▸ TASK INSTRUCTIONS
Take the lines from the beginning of the material through the line containing "Above you see an image. Your job: detect each tree" and retype them exactly, leaving the pictures out.

========

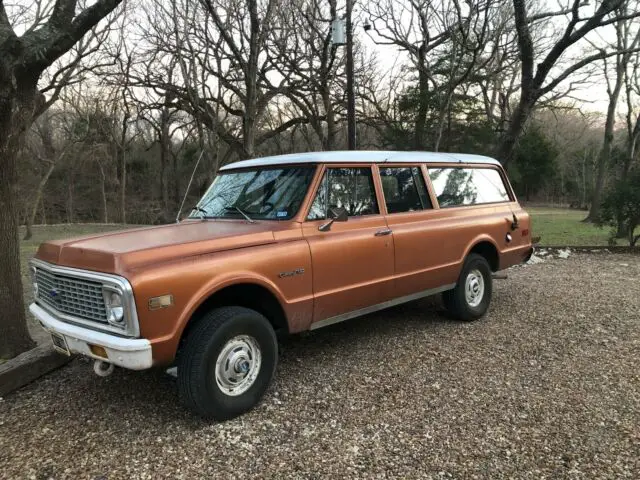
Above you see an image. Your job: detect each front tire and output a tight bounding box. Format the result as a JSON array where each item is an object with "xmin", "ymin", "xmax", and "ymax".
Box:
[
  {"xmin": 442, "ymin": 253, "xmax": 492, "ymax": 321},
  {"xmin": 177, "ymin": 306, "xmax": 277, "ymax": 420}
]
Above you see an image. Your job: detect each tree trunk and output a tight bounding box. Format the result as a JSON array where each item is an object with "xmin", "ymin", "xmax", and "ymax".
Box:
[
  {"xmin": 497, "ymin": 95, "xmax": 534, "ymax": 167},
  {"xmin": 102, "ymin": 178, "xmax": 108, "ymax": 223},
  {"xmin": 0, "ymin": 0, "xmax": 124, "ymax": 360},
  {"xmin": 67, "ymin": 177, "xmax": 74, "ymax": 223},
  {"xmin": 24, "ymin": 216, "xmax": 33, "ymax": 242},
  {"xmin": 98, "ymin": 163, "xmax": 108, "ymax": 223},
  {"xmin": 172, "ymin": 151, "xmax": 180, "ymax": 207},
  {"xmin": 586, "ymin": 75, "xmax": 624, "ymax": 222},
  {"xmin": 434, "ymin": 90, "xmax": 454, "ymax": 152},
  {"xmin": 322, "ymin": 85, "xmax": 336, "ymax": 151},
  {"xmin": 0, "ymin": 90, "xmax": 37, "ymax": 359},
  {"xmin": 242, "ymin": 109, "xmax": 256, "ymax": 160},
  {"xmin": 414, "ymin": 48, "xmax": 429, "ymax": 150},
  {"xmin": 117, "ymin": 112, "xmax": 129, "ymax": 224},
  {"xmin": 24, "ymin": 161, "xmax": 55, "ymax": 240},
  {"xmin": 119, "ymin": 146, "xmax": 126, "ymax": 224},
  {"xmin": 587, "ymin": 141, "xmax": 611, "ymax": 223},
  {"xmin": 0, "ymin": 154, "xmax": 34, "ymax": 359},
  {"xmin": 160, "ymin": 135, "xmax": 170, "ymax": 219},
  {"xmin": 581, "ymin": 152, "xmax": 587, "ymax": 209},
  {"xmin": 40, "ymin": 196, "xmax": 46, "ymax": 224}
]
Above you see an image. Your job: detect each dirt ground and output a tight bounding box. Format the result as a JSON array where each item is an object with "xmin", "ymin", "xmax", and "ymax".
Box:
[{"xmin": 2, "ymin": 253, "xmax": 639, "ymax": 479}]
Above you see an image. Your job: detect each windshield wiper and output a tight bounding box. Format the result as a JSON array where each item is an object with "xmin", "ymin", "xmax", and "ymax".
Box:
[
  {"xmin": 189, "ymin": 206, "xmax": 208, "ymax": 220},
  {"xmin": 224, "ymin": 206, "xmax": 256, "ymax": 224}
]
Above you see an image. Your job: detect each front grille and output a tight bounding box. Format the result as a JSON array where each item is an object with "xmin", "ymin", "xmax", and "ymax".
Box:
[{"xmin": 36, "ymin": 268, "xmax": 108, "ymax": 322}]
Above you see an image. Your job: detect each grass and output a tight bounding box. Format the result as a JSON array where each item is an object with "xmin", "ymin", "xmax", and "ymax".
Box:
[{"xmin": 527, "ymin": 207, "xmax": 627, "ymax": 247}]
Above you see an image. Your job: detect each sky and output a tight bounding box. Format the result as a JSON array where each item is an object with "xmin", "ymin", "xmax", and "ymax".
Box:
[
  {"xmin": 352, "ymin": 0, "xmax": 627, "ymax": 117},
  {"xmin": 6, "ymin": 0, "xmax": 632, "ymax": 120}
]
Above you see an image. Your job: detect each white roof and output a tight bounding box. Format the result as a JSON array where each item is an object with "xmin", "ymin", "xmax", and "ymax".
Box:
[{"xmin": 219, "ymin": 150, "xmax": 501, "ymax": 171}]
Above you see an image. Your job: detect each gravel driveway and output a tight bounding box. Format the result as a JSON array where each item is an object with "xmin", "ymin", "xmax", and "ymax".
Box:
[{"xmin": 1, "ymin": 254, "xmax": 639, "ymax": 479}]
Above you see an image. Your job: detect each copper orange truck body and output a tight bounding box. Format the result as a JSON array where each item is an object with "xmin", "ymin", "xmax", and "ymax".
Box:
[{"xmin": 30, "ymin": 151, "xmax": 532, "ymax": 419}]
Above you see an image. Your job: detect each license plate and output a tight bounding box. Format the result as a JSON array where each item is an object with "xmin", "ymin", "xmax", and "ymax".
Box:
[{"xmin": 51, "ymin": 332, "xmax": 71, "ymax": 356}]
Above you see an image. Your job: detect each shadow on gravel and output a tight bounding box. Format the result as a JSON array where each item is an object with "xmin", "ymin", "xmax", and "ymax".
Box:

========

▸ SOLUTION FOR THIS EXERCISE
Above you see an image. Your job: detect each front tire and output a tight bounding box. Format the result as a JSON array where each item is an object with "xmin", "ymin", "xmax", and "ymax".
Box:
[
  {"xmin": 442, "ymin": 253, "xmax": 492, "ymax": 321},
  {"xmin": 177, "ymin": 306, "xmax": 277, "ymax": 420}
]
Above you see an image. Your job: detect each tree trunk and output a tight bounding box. Format the result as a JSON array where each item is an object with "xmin", "ymin", "xmax", and "ymax".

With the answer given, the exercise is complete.